▶ _Excerpted text_:
--------

Absence of Party Whose Evidence Has Been Substantially Recorded

 18-Aug-2023

Source: Supreme Court

Why in News?

A bench of Justices Vikram Nath and Ahsanuddin Amanullah observed that the court can record the presence of a party who has led a substantial portion of evidence and failed to appear.

  • The Supreme Court gave the observation in the matter of Y. P. Lele v. Maharashtra State Electricity Distribution Company Ltd. & Ors.

Background

  • A suit for recovery of money and interest was filed by Maharashtra State Electricity Board against Miraj Electric Supply Co. Ltd. and its five directors.
  • The defendant's counsel withdrew his name from the case and had also not cross-examined the witnesses.
  • Subsequently, the Trial Court directed the suit to proceed under Order XVII Rule 2 of Code of Civil Procedure, 1908 (CPC) against the defendants and decreed the suit ex-parte with costs.
  • The defendants filed an application under Order IX Rule 13 of CPC for setting aside the ex-parte decree.
    • Trial Court allowed the application and restored the suit.
  • The plaintiffs then filed a writ petition in the Bombay High Court (HC), where HC invoked explanation under Order XVII Rule 2 CPC and held ex-parte decree to be valid.
  • The appellants aggrieved from the order of High Court, filed an appeal before the Supreme Court.

--------

▶ _Records from a dataset_:
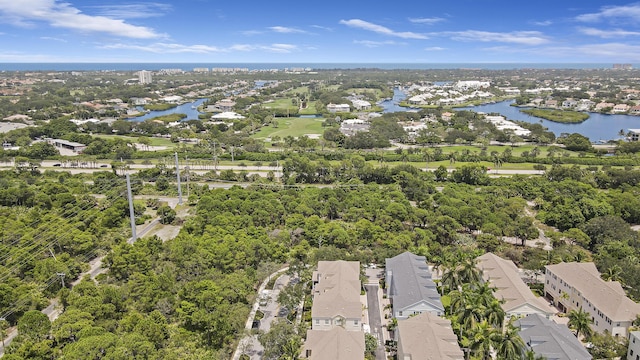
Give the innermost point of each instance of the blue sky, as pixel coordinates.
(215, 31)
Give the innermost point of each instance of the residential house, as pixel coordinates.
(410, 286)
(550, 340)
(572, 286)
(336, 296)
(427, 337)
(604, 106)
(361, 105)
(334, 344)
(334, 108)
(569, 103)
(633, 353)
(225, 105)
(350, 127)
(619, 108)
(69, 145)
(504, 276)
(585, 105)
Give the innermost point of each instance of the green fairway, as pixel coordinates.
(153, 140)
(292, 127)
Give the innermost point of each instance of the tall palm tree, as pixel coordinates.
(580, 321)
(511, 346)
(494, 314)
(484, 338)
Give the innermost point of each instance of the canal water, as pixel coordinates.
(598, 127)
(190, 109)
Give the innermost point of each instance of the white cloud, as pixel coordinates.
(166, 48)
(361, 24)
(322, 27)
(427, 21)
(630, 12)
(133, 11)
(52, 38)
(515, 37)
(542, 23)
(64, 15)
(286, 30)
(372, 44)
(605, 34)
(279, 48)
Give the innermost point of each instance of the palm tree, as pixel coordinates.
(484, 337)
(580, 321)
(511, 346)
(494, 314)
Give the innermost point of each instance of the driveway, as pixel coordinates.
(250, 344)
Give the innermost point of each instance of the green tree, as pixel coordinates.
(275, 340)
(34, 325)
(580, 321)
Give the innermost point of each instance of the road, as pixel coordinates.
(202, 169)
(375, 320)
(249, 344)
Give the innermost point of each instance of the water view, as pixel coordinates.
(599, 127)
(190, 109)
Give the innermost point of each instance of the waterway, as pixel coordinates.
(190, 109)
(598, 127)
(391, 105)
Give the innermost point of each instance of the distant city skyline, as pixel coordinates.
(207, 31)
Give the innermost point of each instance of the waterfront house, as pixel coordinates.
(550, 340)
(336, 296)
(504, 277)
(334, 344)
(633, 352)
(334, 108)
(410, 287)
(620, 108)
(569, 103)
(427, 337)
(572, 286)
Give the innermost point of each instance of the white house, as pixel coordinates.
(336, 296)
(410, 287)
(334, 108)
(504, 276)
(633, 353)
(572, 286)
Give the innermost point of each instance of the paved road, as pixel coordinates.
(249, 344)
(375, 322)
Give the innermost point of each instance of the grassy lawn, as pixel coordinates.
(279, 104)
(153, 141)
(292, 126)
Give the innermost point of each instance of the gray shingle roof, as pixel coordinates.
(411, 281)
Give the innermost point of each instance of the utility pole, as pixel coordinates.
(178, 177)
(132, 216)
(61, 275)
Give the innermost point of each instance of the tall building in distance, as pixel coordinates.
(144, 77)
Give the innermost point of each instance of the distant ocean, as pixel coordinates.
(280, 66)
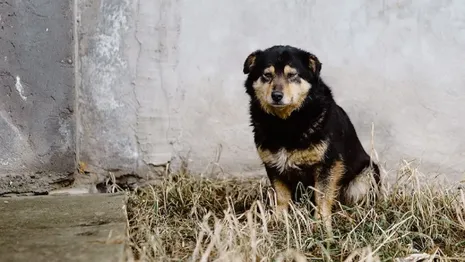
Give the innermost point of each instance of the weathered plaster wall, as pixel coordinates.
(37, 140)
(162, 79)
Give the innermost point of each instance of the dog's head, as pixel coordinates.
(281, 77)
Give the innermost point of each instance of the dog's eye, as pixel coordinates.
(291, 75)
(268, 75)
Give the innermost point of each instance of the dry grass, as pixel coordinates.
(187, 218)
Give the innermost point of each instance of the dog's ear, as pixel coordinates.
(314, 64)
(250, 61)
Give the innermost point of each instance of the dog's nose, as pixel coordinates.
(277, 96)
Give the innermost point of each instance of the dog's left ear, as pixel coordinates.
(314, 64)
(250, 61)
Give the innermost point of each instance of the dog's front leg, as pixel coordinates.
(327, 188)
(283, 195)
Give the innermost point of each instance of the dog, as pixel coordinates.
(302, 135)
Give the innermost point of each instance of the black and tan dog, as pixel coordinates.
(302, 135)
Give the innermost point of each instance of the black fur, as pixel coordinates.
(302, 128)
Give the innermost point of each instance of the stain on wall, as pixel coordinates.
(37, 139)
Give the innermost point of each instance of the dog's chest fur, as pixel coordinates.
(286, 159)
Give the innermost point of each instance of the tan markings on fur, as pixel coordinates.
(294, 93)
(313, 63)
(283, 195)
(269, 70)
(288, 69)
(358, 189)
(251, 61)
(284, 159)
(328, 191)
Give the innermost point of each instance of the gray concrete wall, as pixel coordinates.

--------

▶ _Work item A_:
Which courts does the Supreme Court case summary name? List every one.
▶ _Work item B_:
In the Supreme Court case summary, who filed the suit for recovery of money and interest, and against whom?
▶ _Work item C_:
Continue the Supreme Court case summary on a party's absence after substantial evidence, picking up from its last sentence.

▶ _Task result A_:
Supreme Court, Trial Court, Bombay High Court

▶ _Task result B_:
Maharashtra State Electricity Board filed it against Miraj Electric Supply Co. Ltd. and its five directors.

▶ _Task result C_:
Court’s Observation

  • The Court observed Trial Court ought to have issued notice to the defendants to engage another counsel, which it did not do and proceeded ex-parte.
  • The Apex Court further stated that where the evidence or a substantial portion of the evidence of any party has already been recorded and such party fails to appear the court has liberty to proceed as if such party was present.

Ex-Parte Decree

  • Order IX of CPC deals with the appearance and non-appearance of the party.
    • Ex-parte decree against defendant is passed under Order IX Rule 6 of CPC.
  • If any party does not appear on the date prescribed by the court, the court will issue summons and notices to appear.
  • In the case of proceedings of a civil suit, if a plaintiff was present and the defendant was not present, and the summons was duly issued, then the court could proceed against the defendant and pass an ex-parte decree.

If Parties Fail to Appear on Day Fixed

  • The procedure if parties fail to appear on the day fixed is mentioned under Order XVII Rule 2 CPC.
  • It mentions the situation where, on any day to which the hearing of the suit is adjourned, the parties or any of them fail to appear.
  • The Court in such situation may proceed to dispose of the suit in one of the modes directed in that behalf by Order IX or make such other order as it thinks fit.
    • One of the modes under Order IX Rule 6 is passing an ex-parte decree.
  • The explanation under Order XVII Rule 2 states that the court has discretion to proceed against the party whose evidence or substantial portion of evidence has already been recorded.

Remedy for Defendant Against Ex-Parte Decree

  • Any case in which a decree is passed ex-parte against a defendant, he can opt the remedy of filing application under Order IX Rule 13 CPC for setting it aside.
  • Defendant may apply to the Court by which the decree was passed for an order to set it aside.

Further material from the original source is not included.